- Testo citato

L’interesse per questa regione spagnola nacque dalla voglia
di esplorare una zona fuori dalle rotte turistiche e soddisfare la voglia di
attraversare una regione su strade quasi
“ascetiche”. Un altro motivo era dato dalla curiosità che mi aveva suscitato una
fotografia su una guida: saranno stati i primi mesi del 2001 quando mi fu
regalata una guida della Spagna (nazione che “frequento” dal 1992);
l’immagine
in causa, in apertura del capitolo sull’Extremadura, ritraeva due uomini seduti ai piedi di una croce di
pietra all’ombra degli alberi.
Gli abiti scuri, semplici, ma distinti, con tanto
di basco nero tipico degli abitanti della Spagna rurale, lo sguardo curioso e
accigliato, ma i lineamenti rilassati, facevano pensare che i due erano stati
infastiditi dal fotografo nel mezzo di una discussione tra amici; magari banale,
ma pur sempre intima, da non condividere con estranei.

L’immagine mi rendeva la sensazione di qualcosa di puro, semplice,
ordinato, ma pur sempre speciale; da qui la curiosità e lo stimolo ad
approfondire la ricerca e vedere se c’era abbastanza, qui in Extremadura, da far
sgranare gli occhi, da rendere memorabile un ricordo, da far diventare una semplice
vacanza una vera e propria scoperta. Infatti, qualcosa ho trovato…
La ricerca è iniziata dalla mia guida; sfogliando mi sono fermato
a leggere di Guadalupe ed il suo imponente monastero disperso
nelle colline della Sierra de Villuercas, nella parte settentrionale della
Siberia Extremeña.

- Istruzioni
1. Secondo il testo sull'Extremadura, in quale zona si trova il monastero di Guadalupe?
2. Indica se ciascuna affermazione concorda con il testo sull'Extremadura, rispondendo sì o no e citando le parole del testo che lo stabiliscono: (a) la guida della Spagna fu regalata nei primi mesi del 2001; (b) la fotografia ritraeva tre uomini; (c) la fotografia si trovava in apertura del capitolo sull'Extremadura.

- Materiale di partenza
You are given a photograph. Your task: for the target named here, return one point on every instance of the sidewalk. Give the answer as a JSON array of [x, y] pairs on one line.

- Risposte complete
1. Nelle colline della Sierra de Villuercas, nella parte settentrionale della Siberia Extremeña.

2.
(a) Sì: «saranno stati i primi mesi del 2001 quando mi fu regalata una guida della Spagna».
(b) No: «ritraeva due uomini seduti ai piedi di una croce di pietra».
(c) Sì: «in apertura del capitolo sull’Extremadura».